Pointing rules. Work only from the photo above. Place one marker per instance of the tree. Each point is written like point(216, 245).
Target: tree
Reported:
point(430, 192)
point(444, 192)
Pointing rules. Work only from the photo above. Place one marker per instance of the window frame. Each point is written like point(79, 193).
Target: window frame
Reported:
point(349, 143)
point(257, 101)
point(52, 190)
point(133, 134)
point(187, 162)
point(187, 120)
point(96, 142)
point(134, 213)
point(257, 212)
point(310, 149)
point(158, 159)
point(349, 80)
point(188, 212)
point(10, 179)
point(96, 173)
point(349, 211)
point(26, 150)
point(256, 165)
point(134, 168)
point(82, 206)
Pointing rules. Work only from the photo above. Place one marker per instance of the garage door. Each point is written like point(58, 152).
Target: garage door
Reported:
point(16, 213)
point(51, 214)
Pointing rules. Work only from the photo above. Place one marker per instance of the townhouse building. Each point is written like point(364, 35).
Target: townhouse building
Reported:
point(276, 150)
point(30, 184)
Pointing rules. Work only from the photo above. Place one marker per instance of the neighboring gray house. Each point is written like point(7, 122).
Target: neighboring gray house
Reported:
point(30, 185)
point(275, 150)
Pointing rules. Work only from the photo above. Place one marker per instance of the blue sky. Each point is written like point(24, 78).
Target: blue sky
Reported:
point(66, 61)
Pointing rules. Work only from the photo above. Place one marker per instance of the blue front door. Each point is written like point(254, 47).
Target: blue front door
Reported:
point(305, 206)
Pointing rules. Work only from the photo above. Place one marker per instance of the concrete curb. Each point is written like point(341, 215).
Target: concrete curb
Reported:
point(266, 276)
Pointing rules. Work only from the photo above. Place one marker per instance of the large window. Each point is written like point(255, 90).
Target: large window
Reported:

※

Starting at the top of the material above and ending at the line that contains "point(444, 192)", set out those lines as a numbered list and leave out any blank lines.

▸ **EXERCISE RESULT**:
1. Pointing rules. Work only from the photo above. Place one marker per instance of the tree. Each point is written like point(216, 245).
2. Target: tree
3. Reported:
4. point(430, 192)
5. point(444, 192)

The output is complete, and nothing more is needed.